Banks Face New U.S. Moves Against Laundering Yet Politicians Site Bitcoin As The Source For These Illicit Funds (huh?)
Principle #1: For wherein you judge another, you condemn yourself; for you who judge practice the same things.
I think by now we have all heard the big accusation against Bitcoin – that it is used for “money laundering” – made especially by the money cartels (the U.S. and European Central Bank first).
First off, that doesn’t make sense to me. A currency is supposed to be neutral – that is its purpose. So, accusing a currency of money laundering is like jailing a knife for murder. But, that’s not precisely the point we’re addressing here.
Rather, the question is: do the cartels do the same thing that they condemn?
You Bet They Do!
Read this story on HSBC. Then read this one on Wachovia. These banks laundered hundreds of billions of dollars – knowingly – for violent drug lords. And it gets worse: No one from either bank went to jail. Neither bank was shut down. Neither bank suffered more than a minor fine.
So, how much of a concern can money laundering really be to the cartels and their politician partners? Clearly none, or very close to none.
And, since the cartels accuse Bitcoin of being used for bad things, let’s be clear about the situation: Every mafioso on the planet uses cartel money. So do all the drug smugglers, terrorists, and pornographers.
Does Bitcoin accuse the money cartels? Nope. Bitcoin has no official operators to speak for it at all.
It is true that many Bitcoin users accuse the cartels of being manipulators, but, at least for now, there is no Bitcoin cartel that is even capable of manipulating the currency.
So, round one goes to Bitcoin: The cartels very clearly condemn themselves, and Bitcoin clearly does not.
Principle #2: Everyone who does evil hates the light, and does not come to the light, lest his deeds should be exposed. But he who does what is true comes to the light.
When Bitcoin creator Satoshi Nakamoto posted his Bitcoin paper in 2008, he laid everything open for all to see. Then he wrote the Bitcoin program and left it “open source,” so anyone could see the programming.
The process of creating cartel money, on the other hand, is mostly hidden, purposely confused, and isn’t even taught to most Econ majors. And if you think that’s just my opinion, here’s one from the esteemed economist John Kenneth Galbraith:
The study of money, above all other fields in economics, is one in which complexity is used to disguise truth or to evade truth, not to reveal it.
The argument is made, of course, that the process of creating dollars, etc. is very complicated, and that people don’t understand it because of that.
I don’t think that’s true, but even so, let’s compare it to Bitcoin: Making bitcoins is also complex, but Bitcoin enthusiasts have been working night and day to explain their new currency and how it works. I’ve seen them cornering people at birthday parties, trying to make them understand.
Round two goes to Bitcoin also. Bitcoin wants to be seen and known, and the cartels surely do not.
It all comes down to the reason “why.”
Satoshi Nakamoto began the original Bitcoin document by saying that he wanted to, “allow online payments to be sent directly from one party to another without going through a financial institution.” He goes on to say that he was creating,
an electronic payment system based on cryptographic proof instead of trust, allowing any two willing parties to transact directly with each other without the need for a trusted third party.
In other words, Satoshi wanted to remove the necessity of one man ruling another in the area of money. Furthermore, he did it, then went away.

.....

### SHORT TASK
In the Bitcoin article, which two banks does it say knowingly laundered money for violent drug lords?

.....

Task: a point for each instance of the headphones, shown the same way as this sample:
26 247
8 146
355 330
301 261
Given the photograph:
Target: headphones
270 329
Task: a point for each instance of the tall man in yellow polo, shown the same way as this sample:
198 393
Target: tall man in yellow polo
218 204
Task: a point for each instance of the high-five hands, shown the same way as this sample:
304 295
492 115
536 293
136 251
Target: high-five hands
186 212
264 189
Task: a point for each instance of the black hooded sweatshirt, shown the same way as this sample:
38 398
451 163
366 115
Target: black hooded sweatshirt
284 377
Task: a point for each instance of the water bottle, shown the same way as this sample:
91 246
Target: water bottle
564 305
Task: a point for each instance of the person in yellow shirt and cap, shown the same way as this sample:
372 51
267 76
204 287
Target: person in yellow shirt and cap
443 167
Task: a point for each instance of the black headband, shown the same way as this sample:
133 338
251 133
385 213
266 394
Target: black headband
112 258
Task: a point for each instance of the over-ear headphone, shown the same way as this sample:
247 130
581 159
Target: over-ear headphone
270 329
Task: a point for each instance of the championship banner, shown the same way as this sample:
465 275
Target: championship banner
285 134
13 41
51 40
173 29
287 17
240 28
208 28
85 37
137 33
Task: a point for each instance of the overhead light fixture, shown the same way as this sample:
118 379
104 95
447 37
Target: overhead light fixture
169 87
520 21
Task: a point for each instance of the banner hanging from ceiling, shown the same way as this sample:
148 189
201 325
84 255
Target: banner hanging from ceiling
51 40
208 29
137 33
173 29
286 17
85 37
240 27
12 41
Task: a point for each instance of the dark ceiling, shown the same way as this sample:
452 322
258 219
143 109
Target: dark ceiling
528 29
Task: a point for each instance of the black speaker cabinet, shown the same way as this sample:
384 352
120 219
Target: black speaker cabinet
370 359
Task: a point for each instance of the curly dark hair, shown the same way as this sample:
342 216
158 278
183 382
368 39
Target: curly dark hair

.....

### RESULT BELOW
HSBC and Wachovia.